--- Exercise A ---
Please list every organization that the report on quality health care names by an acronym.
--- Exercise B ---
Go on with the report on quality health care, picking up after its final sentence.

--- Text segment ---
------------------------------------------------------------------------

Quality Health Care: Delivering on the Promise

In a lively plenary session on Sunday afternoon, Alice Yaker, Executive Director of SHARE, moderated and offered the patient advocate perspective to a diverse panel of leaders in the quality care world. Yaker stressed the NBCCF core values as they apply to quality of care, and described a number of NBCCF’s accomplishments and initiatives in this regard. For example, the value of accountability needs to apply to the role of the FDA before as well as after approval of drugs, and to physicians, who must better explain risks and benefits of treatments to patients.

Carolyn Clancy, MD, Director of the Agency for Health Care Research and Quality, discussed AHRQ’s initiatives in comparative effectiveness research, which allows direct comparison of similar interventions to one another; she emphasized that this process must be transparent at every stage. Comparative effectiveness, she said later, is controversial; in response to audience questions, she answered that although industry fears thumbs up/thumbs down results of comparative effectiveness reports, health care is rarely so simple.

------------------------------------------------------------------------

--- The data ---
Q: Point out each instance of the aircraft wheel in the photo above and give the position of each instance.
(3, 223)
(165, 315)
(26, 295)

------------------------------------------------------------------------

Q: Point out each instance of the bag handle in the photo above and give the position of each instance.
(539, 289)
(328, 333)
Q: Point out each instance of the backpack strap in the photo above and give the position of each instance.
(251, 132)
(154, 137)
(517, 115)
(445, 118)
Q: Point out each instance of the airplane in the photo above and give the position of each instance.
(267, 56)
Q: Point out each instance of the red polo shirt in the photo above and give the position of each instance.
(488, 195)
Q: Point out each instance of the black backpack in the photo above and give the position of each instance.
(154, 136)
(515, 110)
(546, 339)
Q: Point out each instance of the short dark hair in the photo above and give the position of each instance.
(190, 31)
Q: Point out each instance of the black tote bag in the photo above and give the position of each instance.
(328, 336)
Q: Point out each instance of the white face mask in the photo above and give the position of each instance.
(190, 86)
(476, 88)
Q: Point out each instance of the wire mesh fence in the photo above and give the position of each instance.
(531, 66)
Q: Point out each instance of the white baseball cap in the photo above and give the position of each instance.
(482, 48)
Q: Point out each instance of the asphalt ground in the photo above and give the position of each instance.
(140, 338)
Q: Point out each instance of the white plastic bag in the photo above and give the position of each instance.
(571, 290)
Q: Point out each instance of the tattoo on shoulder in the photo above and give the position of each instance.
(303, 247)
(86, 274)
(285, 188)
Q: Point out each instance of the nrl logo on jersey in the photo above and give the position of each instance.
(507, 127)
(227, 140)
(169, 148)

------------------------------------------------------------------------

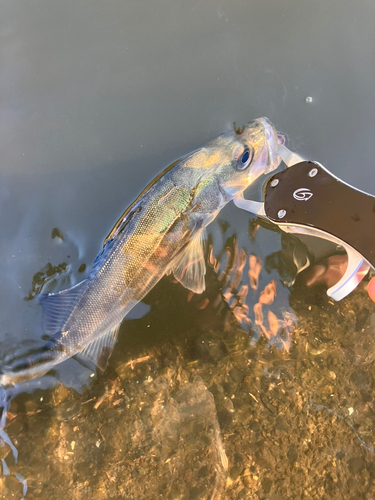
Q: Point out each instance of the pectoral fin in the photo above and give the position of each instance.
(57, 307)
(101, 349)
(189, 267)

------------------------------------------------------------------------

--- Response A ---
SHARE, NBCCF, FDA, AHRQ

--- Response B ---
Paul Levy, CEO of the Beth Israel Deaconess Medical Center (BIDMC), pointed out that variation in care is important to monitor, in cases where it is not an aspect of the art of medicine but really reflects a variation in quality. Levy has an influential blog, http://runningahospital.blogspot.com, in which he promotes complete transparency in running his hospital, in some cases forcing the improvement of quality. For example, he has published central-line infection rates, and challenged other hospital executives in the Boston area to do the same. In response to accusations from the other execs that this was an attempt to put BIDMC at a competitive advantage, he countered that publicizing how many people they were killing was hardly a viable marketing strategy! However, Levy said, he believes that his efforts at transparency have succeeded in changing the public discussion in the Boston health care community.

Shannon Brownlee, author of “Overtreated: Why Too Much Medicine is Making Us Sicker and Poorer,” began with the example of high-dose chemotherapy and bone-marrow transplantation. She noted the press’ role in enticing people to demand this treatment and that advocacy groups – except for NBCC – pushed for coverage because it was unfair not to. In the end, clinical trials showed that it really was no better than conventional therapy – arguably more harmful – and much more expensive. She said that geography is destiny in medicine – where you live determines what kind of care you get. A heart attack in Salt Lake City, on average, will cost Medicare half what it costs in Los Angeles, yet in LA the outcome is, on average, worse.

As earlier, the advocates attending the session came up with a wide range of great questions. One was how efforts at health care reform can address political buzzwords that get in the way, such as socialized medicine, managed care, undocumented immigrants, and rationing. Brownlee responded that if “rationing” means that you restrict care that we know will not be helpful, that’s a good thing. Clancy noted that impulses along the lines of “Don’t just stand there, do something,” drive costs, and that the Veterans’ Administration is an example of socialized medicine in the US. Levy then described the two-tier system in the UK, where services that are not covered by the national health system can be purchased privately.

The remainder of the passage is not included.